Langkah besar lain adalah pada tahun 1815 sewaktu ilmuwan Prancis, Augustin-Jean Fresnel, menciptakan lensa paling efisien yang pernah digunakan pada mercu suar. Sebelum adanya ciptaan Fresnel, sistem cermin terbaik—yang menggunakan lampu-lampu Argand dan tetap populer selama 100 tahun lebih—menghasilkan kira-kira 20.000 daya lilin.a Lensa Fresnel meningkatkan ini hingga 80.000 daya lilin—kira-kira setara dengan lampu depan mobil modern—dan itu pun hanya menggunakan cahaya sumbu! Lampu petromaks diciptakan pada tahun 1901, dan tak lama kemudian suar yang diperlengkapi lensa Fresnel pun sanggup menghasilkan hingga satu juta daya lilin. Pada waktu yang hampir bersamaan, gas asetilena mulai digunakan dan banyak mempengaruhi teknologi dan otomatisasi mercu suar, sebagian besar berkat karya Nils Gustaf Dalén, dari Swedia. Katup matahari otomatis Dalén—semacam saklar hidup-mati yang mengatur aliran gas asetilena berdasarkan sinar matahari—membuatnya memenangkan Hadiah Nobel dalam bidang Fisika pada tahun 1912. Lampu listrik berfilamen menjadi populer pada tahun 1920-an dan masih menjadi penerang utama hingga hari ini. Sewaktu digabungkan dengan lensa Fresnel, sebuah bola lampu 250 watt saja sanggup menghasilkan ratusan ribu daya lilin. Dewasa ini, mercu suar paling kuat di dunia yang terdapat di Prancis, dapat membelah kegelapan malam dengan berkas cahaya sebesar 500 juta daya lilin yang menyilaukan.
Inovasi terbaru adalah tabung kilat xenon. Alat ini mengeluarkan kilatan cahaya yang sangat cemerlang selama sepersekian juta detik saja. Karena pulsa cahayanya sedemikian singkat dan kuat, ini dapat terlihat jelas meskipun dilatarbelakangi cahaya-cahaya lain.
Mercu Suar Terapung
Mercu suar terapung, atau kapal suar, digunakan di tempat yang tidak praktis untuk membangun sebuah menara. Namun, seperti halnya menara suar, kapal suar memiliki sejarah panjang. Kapal suar yang pertama adalah kapal dayung Roma yang bertugas pada masa Julius Caesar. Pada puncak tiang kapal sebuah pendiangan besi berisi arang yang menyala menerangi langit malam—dan menjatuhkan bara api ke tubuh berpeluh dari para budak dayung yang dirantai di tempat kerja mereka masing-masing di bawahnya.

● ● ● ● ● ● ●

**TUGAS ANDA:**
- A) Sebutkan semua nama orang yang muncul dalam teks tentang mercu suar.
- B) Tolong tuliskan kembali bagian teks tentang mercu suar antara "Inovasi terbaru adalah" dan "dilatarbelakangi cahaya-cahaya lain.", termasuk kedua ujungnya.

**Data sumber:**
● ● ● ● ● ● ●

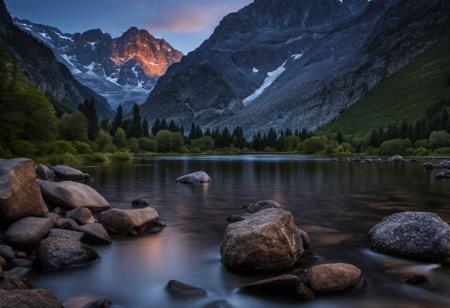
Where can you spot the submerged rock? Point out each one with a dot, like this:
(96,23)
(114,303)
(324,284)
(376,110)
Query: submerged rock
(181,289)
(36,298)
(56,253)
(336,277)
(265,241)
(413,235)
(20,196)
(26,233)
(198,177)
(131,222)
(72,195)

● ● ● ● ● ● ●

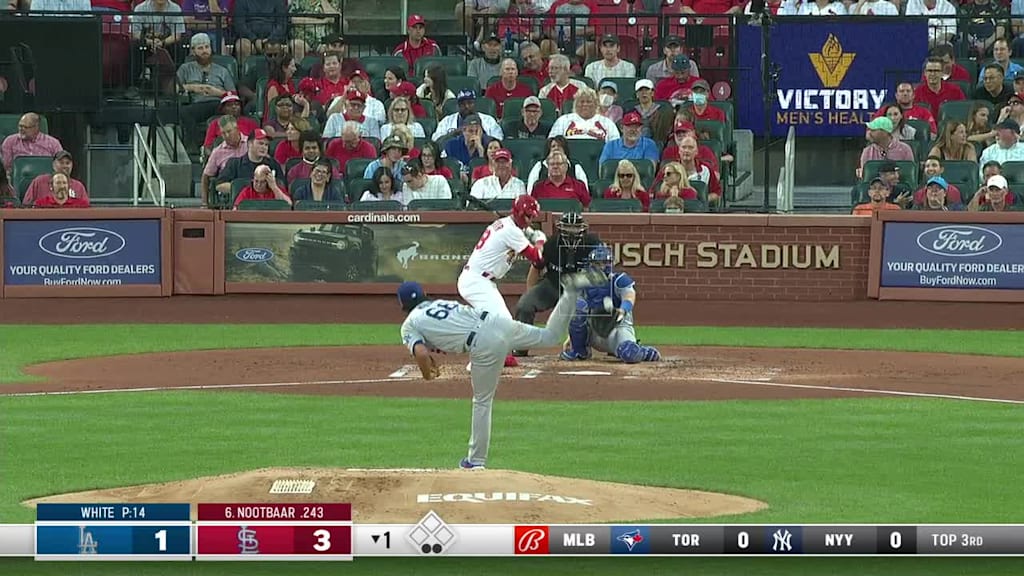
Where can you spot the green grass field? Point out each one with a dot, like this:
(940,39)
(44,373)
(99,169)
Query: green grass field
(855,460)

● ● ● ● ● ● ●

**DAFTAR JAWABAN:**
- A) Augustin-Jean Fresnel, Nils Gustaf Dalén, Julius Caesar

- B)
Inovasi terbaru adalah tabung kilat xenon. Alat ini mengeluarkan kilatan cahaya yang sangat cemerlang selama sepersekian juta detik saja. Karena pulsa cahayanya sedemikian singkat dan kuat, ini dapat terlihat jelas meskipun dilatarbelakangi cahaya-cahaya lain.